• **Given instruction**:
Everything from the line holding "Reviewer check: make sure each instance of the tool" through the last line below must be repeated exactly, and nothing else.

• **Records shown**:
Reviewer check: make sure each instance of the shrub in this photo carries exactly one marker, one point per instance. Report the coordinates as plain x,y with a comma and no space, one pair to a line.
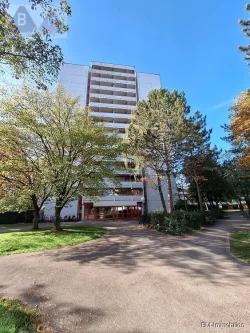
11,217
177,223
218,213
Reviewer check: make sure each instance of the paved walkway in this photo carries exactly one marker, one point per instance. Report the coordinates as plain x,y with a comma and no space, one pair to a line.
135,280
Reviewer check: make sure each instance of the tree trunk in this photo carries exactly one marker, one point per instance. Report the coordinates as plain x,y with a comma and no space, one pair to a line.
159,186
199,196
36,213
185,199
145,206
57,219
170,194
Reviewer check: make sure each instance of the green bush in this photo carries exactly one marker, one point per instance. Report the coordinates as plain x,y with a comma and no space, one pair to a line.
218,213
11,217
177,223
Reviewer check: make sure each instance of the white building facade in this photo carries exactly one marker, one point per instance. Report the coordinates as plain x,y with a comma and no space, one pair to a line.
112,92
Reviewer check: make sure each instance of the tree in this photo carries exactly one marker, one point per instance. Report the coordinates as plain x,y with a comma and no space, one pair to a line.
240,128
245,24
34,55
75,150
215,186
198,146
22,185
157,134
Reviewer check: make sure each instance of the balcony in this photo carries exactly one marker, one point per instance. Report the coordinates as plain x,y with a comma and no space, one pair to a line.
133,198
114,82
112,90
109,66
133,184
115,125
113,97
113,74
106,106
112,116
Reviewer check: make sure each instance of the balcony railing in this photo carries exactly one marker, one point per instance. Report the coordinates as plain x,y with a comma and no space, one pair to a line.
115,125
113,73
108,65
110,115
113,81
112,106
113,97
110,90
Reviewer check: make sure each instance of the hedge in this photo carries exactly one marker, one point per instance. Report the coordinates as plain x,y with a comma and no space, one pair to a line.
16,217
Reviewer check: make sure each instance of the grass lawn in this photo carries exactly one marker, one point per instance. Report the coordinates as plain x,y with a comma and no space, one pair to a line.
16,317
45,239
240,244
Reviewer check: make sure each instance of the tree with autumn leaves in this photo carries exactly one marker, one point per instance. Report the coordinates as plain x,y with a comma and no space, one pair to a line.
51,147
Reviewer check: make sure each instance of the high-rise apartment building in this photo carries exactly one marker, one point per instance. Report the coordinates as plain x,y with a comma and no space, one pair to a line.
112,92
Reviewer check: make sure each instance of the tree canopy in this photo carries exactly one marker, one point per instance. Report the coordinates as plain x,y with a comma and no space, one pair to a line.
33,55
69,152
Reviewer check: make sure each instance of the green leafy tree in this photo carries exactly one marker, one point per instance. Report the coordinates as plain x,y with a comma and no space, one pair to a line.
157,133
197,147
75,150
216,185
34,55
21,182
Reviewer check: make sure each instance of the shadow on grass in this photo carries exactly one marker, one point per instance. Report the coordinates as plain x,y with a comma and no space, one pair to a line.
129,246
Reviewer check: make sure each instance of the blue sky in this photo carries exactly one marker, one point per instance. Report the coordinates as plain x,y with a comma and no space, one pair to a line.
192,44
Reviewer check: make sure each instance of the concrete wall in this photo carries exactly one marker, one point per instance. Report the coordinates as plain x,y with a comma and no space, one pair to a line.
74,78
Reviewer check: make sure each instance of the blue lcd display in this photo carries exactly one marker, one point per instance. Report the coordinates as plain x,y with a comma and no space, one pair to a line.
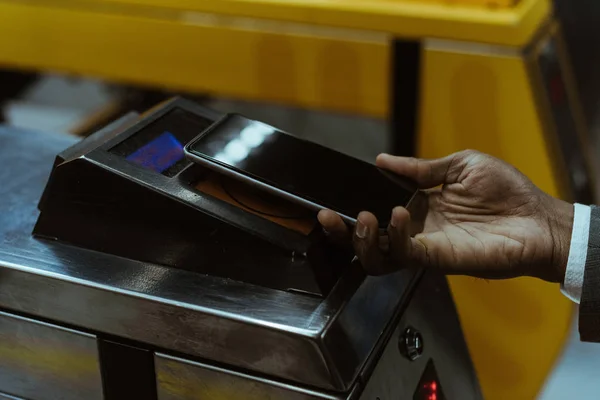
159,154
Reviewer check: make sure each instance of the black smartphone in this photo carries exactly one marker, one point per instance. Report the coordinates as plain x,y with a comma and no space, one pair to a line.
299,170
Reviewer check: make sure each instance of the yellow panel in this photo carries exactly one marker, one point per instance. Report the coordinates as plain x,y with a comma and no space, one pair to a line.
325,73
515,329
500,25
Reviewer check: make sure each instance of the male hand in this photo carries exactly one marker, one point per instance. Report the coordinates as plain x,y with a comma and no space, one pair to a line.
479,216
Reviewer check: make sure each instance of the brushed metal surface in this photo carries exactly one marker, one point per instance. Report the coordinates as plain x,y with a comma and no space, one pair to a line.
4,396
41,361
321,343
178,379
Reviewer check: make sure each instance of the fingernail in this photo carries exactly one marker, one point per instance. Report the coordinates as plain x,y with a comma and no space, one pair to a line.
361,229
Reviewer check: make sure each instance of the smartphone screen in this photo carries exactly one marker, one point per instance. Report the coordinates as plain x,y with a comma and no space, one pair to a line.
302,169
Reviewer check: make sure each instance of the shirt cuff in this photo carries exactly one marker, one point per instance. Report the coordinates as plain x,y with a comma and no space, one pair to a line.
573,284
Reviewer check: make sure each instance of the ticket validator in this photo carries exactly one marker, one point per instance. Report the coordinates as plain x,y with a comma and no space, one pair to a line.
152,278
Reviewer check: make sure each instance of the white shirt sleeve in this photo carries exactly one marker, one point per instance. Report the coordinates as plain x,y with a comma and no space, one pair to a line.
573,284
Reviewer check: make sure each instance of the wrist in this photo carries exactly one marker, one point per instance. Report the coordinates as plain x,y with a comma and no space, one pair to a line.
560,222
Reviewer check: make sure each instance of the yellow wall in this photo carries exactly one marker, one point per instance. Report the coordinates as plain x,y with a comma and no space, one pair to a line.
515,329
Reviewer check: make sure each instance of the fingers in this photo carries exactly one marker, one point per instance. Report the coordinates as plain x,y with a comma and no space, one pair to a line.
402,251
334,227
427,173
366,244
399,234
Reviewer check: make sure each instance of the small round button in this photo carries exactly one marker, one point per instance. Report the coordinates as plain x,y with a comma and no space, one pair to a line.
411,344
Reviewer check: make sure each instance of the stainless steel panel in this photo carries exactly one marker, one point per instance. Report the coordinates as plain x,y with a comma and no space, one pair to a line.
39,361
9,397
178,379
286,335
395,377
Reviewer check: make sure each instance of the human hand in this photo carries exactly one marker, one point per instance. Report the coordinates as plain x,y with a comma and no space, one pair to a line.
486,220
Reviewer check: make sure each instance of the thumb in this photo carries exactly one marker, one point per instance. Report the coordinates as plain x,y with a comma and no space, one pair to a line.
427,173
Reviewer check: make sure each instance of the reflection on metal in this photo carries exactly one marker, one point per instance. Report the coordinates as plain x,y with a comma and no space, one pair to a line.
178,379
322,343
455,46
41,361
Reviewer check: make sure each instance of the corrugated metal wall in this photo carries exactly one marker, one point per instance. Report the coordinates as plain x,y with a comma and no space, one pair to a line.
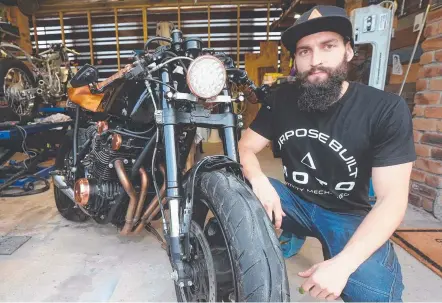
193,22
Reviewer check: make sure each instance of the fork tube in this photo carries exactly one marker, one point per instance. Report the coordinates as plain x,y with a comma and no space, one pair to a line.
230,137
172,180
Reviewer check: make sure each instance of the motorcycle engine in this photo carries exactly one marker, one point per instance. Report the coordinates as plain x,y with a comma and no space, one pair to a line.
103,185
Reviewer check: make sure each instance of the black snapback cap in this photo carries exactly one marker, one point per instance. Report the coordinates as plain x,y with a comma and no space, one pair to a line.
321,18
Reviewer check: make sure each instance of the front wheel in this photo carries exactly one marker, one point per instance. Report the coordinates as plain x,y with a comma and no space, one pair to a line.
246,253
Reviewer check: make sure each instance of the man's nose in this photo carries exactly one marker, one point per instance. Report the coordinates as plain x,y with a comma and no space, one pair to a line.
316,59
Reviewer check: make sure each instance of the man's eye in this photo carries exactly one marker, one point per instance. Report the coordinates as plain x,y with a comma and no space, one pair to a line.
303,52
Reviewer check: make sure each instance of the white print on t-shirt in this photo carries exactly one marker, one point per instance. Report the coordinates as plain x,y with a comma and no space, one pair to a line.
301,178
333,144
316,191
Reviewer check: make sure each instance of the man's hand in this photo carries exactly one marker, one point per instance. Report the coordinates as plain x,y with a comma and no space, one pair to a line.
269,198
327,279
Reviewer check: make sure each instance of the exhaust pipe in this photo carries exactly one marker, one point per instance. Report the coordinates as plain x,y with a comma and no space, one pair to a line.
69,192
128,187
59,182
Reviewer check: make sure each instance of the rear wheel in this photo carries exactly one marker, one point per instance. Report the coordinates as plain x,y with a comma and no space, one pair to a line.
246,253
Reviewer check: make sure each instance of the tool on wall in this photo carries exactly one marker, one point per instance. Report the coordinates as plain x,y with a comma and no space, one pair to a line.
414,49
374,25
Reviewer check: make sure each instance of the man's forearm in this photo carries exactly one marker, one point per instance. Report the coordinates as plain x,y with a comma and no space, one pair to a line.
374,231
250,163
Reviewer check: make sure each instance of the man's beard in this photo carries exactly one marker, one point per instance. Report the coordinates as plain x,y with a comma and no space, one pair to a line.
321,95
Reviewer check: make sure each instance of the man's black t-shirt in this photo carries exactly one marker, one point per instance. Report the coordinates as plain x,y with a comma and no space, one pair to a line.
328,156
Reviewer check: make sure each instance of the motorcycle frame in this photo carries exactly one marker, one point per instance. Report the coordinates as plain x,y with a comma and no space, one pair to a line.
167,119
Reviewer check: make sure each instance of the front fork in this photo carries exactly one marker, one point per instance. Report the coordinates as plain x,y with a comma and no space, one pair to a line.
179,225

• **Solution to this exercise**:
Reviewer check: make sure each instance of the tool on wall in this photo carries exactly one marker, one point per instance. Report the coordinates as plain x,y with a comma and no space, one pair to a line.
414,49
374,25
Reviewer check: make sure each instance of the man's forearm in this photo carries exactly one marker, one point per instance. Report the coordinates as plain x,y with a comma and no space, one pair to a line.
374,231
250,163
Reviewer check: make sure each instance of the man's beard in this photo carries exactly one marker, one point per instance. Report the coordinates as plain x,y with a comma and no space, one pair to a line.
321,95
Reviewer check: make sure each instance of the man's black t-shirt in this photo carries exactly one marker, one point per instance. Report the coordinates as plain x,y with a comma and no space, one pair to a line.
328,156
Reviewer check: make sure each instance of the motorcycle frame in this photo carries exactly one marker, one point per instance. Report the coordinates as plain x,y with a comma and no space, one pair to a line.
167,119
Reviewer check: make sure each instance of the front fork in this photo carries exactly one marker, one point per instance. Report the coordinates as plain x,y with a comma and no space, one pair to a line.
179,225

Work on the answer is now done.